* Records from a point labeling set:

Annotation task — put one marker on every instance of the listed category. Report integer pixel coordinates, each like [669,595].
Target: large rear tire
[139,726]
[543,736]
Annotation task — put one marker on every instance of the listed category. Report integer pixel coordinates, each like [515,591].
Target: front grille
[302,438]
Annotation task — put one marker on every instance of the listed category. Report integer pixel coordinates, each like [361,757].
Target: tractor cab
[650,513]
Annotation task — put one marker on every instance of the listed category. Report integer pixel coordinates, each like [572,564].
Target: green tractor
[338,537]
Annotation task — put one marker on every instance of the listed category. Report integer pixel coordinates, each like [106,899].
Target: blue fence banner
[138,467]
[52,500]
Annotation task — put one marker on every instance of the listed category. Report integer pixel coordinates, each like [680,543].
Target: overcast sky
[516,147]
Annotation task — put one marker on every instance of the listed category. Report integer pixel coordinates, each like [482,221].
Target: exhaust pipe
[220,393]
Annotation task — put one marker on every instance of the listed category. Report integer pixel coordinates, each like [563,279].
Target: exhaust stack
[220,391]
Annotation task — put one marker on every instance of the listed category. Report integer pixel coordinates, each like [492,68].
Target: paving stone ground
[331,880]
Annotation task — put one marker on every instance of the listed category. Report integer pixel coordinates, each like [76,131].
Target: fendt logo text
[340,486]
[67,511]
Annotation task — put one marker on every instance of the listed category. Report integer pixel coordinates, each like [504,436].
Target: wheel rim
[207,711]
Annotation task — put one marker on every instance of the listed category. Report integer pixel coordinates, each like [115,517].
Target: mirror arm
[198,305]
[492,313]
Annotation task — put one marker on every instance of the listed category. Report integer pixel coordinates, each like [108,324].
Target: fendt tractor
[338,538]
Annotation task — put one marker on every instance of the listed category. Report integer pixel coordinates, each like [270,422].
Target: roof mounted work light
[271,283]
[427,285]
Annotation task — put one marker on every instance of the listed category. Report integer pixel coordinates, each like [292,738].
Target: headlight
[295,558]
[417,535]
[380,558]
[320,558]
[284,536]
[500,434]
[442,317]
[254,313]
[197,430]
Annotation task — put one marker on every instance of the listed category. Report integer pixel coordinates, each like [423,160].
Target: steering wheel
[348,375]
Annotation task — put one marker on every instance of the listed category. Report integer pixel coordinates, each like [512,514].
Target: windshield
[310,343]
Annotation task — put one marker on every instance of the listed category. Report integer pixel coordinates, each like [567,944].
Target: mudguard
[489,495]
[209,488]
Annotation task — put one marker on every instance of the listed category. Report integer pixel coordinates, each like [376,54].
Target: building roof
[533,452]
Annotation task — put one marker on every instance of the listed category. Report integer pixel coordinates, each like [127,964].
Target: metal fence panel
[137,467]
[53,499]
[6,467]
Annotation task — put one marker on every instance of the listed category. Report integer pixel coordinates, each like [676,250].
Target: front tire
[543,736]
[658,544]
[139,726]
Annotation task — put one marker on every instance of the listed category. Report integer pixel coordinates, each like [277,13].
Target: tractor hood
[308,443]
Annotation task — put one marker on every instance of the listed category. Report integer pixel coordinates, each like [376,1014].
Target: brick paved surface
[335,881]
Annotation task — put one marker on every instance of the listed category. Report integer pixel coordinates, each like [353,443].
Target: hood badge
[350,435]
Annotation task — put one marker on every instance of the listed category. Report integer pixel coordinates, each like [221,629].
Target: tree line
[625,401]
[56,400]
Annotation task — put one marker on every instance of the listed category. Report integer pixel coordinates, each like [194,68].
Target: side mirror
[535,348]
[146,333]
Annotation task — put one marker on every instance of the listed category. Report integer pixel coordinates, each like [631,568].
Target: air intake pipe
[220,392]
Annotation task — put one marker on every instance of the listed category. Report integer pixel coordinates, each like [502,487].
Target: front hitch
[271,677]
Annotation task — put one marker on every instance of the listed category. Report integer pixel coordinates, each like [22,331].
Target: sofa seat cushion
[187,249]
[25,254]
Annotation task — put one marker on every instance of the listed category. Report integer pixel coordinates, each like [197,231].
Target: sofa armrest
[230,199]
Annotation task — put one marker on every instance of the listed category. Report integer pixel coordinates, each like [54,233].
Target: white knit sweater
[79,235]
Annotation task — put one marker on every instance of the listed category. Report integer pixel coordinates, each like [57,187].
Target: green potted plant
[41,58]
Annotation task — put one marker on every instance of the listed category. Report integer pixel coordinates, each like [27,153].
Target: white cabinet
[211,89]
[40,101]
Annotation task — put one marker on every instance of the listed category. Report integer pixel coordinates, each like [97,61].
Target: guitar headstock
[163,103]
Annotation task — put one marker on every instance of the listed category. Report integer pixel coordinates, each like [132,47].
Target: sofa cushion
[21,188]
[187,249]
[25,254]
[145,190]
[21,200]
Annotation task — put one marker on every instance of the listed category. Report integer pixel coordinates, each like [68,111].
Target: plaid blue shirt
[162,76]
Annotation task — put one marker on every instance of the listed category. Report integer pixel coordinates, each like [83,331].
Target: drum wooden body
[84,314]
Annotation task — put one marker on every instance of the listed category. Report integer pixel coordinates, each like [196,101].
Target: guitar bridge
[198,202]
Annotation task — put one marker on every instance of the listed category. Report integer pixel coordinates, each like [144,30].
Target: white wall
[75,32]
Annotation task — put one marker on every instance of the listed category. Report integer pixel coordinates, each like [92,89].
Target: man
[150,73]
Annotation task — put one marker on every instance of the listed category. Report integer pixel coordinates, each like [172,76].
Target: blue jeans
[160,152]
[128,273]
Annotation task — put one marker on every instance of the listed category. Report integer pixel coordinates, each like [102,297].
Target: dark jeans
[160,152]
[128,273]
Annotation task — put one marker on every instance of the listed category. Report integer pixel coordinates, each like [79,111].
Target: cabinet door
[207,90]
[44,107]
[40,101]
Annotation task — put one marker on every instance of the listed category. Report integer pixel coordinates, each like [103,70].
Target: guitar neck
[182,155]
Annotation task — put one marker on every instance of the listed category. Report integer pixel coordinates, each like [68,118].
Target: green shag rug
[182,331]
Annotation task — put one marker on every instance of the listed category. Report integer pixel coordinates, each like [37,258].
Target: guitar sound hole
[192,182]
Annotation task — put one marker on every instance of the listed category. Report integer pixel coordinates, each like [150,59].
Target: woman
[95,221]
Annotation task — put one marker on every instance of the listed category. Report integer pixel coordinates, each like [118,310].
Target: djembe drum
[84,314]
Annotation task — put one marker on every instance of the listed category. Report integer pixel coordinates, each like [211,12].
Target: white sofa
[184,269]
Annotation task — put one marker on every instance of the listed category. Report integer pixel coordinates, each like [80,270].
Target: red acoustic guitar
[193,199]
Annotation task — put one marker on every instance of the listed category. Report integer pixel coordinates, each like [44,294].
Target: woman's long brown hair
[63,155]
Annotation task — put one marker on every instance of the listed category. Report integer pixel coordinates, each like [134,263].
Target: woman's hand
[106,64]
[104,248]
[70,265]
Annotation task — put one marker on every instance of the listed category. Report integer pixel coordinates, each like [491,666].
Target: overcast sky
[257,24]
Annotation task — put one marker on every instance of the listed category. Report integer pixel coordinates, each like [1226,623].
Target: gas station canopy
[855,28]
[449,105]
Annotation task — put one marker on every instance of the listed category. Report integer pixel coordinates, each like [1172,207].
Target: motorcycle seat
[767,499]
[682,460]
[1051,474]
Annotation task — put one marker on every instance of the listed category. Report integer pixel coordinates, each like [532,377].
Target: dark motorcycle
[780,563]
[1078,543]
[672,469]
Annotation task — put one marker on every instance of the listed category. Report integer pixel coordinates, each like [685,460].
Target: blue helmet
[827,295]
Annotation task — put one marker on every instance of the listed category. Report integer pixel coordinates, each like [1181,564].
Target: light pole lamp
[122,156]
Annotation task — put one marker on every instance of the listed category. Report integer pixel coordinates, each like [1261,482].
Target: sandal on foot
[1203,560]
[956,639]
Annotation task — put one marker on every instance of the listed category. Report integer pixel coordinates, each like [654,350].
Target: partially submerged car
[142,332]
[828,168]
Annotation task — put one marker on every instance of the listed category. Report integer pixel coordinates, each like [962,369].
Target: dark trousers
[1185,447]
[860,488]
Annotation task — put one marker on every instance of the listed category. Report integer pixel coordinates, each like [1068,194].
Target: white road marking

* What this task involves: Your task is to write out the lines from the one with "each like [80,270]." through the end of the records, exactly and with nothing added.

* Full answer:
Annotation task — put one marker on every instance of the listed category. Report integer pixel coordinates, each like [80,270].
Target: red acoustic guitar
[193,199]
Annotation task — put one marker on every instance of the listed category. Report integer pixel coordinates, each like [44,294].
Target: woman's long brown hair
[63,155]
Annotation task — put one marker on every instance of the listed category. Report integer pixel coordinates, each like [134,263].
Target: woman's hand
[106,64]
[104,248]
[70,265]
Annotation task — put one marker on every instance of the listed category. Report integer pixel coordinates, each like [491,666].
Target: overcast sky
[257,24]
Annotation task — put one marker on every instance of the listed category. Report integer pixel coordinates, each like [1226,623].
Target: gas station canopy
[855,28]
[449,105]
Annotation task — put one marker on every instance of the listed category. Report integer pixel coordinates, each like [1172,207].
Target: motorcycle seat
[767,499]
[682,460]
[1051,474]
Annotation task — put one marker on every instance of the listed category. Report integer pixel coordinates, each like [532,377].
Target: dark motorcycle
[780,563]
[1078,543]
[672,469]
Annotation task — put one marker on every instance of the listed category. Report integer pixel coordinates, each like [685,460].
Target: blue helmet
[827,295]
Annotation task — put one marker on every instance of the listed category. Report integer pixel coordinates, each like [1181,564].
Target: light pole lamp
[122,156]
Annotation task — put one marker on every instance of the listed category. Report integer pixel coordinates, each like [1261,482].
Target: sandal on foot
[1203,560]
[956,639]
Annotation task — put one marker on every instance of the listed category. Report integer pixel coordinates, each like [654,350].
Target: partially submerged car
[142,332]
[828,168]
Annotation task — put one marker on every instance of the listed category. Report integer pixel coordinates, each like [962,369].
Target: dark trousers
[1185,447]
[860,488]
Annotation task — put one marker on every instance of the listed category. Report integer pixel coordinates, each like [1068,194].
Target: white road marking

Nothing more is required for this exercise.